- [Task description]
List every line in the entries below that contains the word "orange".

- [Entries provided]
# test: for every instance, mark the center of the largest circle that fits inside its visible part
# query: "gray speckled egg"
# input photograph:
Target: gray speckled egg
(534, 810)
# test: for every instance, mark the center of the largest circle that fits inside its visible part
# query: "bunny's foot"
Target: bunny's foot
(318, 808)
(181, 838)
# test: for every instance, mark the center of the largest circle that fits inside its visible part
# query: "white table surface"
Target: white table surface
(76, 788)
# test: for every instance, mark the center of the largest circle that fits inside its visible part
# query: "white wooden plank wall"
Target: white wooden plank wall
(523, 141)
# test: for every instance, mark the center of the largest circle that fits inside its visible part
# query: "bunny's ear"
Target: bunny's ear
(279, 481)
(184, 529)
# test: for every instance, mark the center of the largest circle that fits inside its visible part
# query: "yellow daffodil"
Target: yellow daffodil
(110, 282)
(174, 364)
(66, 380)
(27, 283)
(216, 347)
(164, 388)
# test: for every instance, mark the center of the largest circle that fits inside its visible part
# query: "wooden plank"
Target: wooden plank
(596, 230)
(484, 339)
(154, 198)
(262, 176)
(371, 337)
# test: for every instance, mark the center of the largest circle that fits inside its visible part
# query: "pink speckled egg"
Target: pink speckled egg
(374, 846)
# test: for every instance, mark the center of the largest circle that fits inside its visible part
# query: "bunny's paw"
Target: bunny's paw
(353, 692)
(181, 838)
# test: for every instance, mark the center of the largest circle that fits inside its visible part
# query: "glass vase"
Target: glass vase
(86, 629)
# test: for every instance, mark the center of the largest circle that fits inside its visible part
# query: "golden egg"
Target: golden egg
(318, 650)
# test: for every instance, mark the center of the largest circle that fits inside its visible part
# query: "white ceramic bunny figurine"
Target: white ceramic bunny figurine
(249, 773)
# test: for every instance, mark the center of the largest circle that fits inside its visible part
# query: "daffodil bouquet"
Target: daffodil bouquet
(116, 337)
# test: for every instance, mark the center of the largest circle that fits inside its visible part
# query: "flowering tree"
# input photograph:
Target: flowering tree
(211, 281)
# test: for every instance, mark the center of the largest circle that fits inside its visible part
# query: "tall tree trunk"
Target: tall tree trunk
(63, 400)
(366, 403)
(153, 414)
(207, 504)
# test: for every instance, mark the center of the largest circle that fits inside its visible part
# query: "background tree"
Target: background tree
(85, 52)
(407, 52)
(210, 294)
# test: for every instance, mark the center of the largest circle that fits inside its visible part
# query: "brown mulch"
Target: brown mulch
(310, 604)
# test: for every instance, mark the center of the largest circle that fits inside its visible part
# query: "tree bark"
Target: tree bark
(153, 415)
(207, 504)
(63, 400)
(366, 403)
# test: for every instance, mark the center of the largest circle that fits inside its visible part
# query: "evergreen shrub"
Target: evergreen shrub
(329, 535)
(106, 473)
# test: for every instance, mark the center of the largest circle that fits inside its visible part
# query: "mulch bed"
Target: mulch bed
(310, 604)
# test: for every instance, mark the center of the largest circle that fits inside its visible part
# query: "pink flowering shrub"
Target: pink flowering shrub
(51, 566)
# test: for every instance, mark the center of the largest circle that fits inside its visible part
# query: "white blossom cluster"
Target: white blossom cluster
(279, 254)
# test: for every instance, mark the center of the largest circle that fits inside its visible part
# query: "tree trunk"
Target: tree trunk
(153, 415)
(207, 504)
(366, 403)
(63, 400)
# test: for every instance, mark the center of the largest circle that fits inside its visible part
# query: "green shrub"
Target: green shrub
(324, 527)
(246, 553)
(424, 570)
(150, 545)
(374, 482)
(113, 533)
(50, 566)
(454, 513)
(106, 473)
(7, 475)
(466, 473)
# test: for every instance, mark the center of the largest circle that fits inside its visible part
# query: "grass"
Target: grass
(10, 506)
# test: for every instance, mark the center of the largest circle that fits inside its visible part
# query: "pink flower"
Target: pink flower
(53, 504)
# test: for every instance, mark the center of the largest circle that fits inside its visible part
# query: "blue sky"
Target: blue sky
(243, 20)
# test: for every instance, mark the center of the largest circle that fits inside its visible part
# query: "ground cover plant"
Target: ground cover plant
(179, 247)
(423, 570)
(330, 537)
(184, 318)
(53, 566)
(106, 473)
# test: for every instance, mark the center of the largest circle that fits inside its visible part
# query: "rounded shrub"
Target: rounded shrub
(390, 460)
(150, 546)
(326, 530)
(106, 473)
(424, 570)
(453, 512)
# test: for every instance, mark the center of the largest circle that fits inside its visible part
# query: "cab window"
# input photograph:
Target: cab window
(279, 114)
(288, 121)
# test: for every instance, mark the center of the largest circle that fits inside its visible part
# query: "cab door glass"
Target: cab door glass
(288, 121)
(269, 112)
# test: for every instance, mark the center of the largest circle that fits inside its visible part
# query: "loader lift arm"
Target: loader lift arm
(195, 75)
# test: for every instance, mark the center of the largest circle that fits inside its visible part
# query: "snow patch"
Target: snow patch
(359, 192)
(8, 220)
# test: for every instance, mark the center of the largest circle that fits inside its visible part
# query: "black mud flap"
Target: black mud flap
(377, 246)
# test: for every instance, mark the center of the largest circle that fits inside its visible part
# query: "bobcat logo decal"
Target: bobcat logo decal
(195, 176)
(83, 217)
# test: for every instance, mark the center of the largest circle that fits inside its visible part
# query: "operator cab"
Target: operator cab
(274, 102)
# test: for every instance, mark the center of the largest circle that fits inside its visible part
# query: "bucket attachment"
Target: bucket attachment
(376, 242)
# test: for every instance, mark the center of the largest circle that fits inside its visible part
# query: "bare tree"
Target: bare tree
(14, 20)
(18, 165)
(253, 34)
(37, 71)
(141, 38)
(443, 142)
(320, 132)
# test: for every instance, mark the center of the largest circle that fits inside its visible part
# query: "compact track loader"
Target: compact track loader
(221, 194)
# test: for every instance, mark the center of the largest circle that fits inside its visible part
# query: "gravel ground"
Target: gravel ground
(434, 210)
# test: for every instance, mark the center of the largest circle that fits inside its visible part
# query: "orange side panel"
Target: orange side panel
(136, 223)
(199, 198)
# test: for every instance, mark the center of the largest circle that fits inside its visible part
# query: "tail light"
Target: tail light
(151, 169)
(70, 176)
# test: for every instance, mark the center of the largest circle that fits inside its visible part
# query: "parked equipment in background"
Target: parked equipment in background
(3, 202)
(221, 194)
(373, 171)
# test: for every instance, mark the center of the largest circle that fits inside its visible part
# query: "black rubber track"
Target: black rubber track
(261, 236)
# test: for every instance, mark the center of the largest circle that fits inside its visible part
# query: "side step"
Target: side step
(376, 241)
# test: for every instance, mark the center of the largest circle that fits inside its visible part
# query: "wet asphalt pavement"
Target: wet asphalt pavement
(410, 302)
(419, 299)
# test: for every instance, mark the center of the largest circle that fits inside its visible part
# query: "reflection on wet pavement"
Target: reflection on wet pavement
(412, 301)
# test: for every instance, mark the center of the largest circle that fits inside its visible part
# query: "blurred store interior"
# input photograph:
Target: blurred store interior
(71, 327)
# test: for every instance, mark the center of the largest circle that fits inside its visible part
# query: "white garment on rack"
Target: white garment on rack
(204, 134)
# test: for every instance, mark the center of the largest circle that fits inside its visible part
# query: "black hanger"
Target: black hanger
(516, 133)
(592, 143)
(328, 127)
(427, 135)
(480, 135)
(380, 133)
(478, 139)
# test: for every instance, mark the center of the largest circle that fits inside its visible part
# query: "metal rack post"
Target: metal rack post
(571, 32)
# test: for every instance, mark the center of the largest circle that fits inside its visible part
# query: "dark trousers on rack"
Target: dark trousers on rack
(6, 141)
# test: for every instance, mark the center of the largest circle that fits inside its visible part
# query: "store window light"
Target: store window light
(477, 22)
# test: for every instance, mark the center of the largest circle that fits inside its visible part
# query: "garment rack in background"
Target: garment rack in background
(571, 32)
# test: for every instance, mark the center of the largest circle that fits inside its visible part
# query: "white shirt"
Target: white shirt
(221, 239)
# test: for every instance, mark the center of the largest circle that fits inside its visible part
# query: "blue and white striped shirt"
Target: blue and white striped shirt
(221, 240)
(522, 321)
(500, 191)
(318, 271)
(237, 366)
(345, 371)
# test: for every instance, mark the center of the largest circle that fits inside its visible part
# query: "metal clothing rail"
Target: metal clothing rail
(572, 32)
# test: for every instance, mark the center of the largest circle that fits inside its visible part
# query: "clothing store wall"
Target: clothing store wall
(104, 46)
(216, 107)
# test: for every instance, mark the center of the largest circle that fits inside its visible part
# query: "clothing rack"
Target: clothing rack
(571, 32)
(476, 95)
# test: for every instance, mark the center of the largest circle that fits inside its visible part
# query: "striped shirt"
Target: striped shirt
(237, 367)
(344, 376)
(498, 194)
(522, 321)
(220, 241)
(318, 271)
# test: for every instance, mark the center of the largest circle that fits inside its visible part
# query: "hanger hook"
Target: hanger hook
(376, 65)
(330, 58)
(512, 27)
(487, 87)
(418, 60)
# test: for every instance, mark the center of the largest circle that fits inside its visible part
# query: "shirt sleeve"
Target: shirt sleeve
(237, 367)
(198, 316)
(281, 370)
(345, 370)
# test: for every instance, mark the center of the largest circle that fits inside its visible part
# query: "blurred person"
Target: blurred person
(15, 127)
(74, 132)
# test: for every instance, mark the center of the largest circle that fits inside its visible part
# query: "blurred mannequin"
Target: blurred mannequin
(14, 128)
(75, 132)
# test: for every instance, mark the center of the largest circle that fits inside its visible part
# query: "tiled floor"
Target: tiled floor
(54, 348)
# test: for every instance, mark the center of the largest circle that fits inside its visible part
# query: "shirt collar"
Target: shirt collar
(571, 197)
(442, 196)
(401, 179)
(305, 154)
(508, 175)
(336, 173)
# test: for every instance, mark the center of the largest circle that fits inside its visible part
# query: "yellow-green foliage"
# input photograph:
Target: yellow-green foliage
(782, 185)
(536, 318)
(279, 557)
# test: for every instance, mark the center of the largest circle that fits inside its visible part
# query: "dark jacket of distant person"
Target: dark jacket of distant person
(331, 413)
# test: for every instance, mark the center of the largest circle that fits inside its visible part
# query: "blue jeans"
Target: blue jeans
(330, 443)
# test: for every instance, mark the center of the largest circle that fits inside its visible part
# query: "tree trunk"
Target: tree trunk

- [Result]
# query: "orange side panel"
Target: orange side panel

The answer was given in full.